• **Exercise aim**
Gather every line in the entries below that contains the word "bottom", and copy each of those lines in full. Count only matches with the same capitalization.

• **Material to process**
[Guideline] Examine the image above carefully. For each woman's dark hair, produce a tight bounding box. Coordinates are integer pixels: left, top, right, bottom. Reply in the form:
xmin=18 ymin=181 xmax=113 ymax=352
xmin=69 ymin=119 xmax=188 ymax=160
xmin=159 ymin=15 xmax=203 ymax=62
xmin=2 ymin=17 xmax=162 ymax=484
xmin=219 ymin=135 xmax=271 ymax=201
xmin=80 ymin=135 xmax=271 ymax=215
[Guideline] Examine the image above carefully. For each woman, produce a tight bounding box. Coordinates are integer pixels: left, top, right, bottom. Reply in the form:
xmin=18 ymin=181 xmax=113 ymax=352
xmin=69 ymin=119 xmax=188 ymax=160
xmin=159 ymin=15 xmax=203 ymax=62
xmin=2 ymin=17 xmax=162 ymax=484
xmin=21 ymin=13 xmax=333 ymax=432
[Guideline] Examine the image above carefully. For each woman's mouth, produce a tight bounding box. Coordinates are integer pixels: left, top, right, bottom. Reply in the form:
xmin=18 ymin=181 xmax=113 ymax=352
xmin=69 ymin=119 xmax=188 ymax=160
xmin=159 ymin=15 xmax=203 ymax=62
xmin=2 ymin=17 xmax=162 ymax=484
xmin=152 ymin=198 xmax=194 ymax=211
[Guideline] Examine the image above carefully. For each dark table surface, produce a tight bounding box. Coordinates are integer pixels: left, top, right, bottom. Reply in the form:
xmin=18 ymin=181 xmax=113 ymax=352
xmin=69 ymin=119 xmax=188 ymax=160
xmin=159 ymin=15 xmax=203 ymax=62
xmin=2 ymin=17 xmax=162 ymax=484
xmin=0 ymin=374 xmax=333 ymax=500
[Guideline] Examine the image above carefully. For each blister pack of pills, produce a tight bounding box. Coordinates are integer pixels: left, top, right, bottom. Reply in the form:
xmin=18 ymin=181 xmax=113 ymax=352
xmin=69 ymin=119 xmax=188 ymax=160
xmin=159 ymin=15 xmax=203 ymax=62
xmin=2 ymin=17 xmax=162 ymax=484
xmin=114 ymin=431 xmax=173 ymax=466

• **In response**
[Guideline] Examine the image above carefully. For each woman's dark hair, produce a tight bounding box. Coordinates are integer pixels: left, top, right, bottom. Reply in the form:
[Guideline] Examine the image above carefully. For each woman, produce a tight bounding box. Coordinates are integer pixels: left, top, right, bottom. Reply in the form:
[Guideline] Examine the image above carefully. For each woman's mouth, produce a tight bounding box. Coordinates are integer pixels: left, top, right, bottom. Reply in the form:
[Guideline] Examine the image above carefully. For each dark table surface, produce a tight bounding box. Coordinates are integer pixels: left, top, right, bottom. Reply in the form:
[Guideline] Examine the image above carefully. For each blister pack of pills, produce a tight bounding box. Coordinates are integer pixels: left, top, right, bottom. Reply in the form:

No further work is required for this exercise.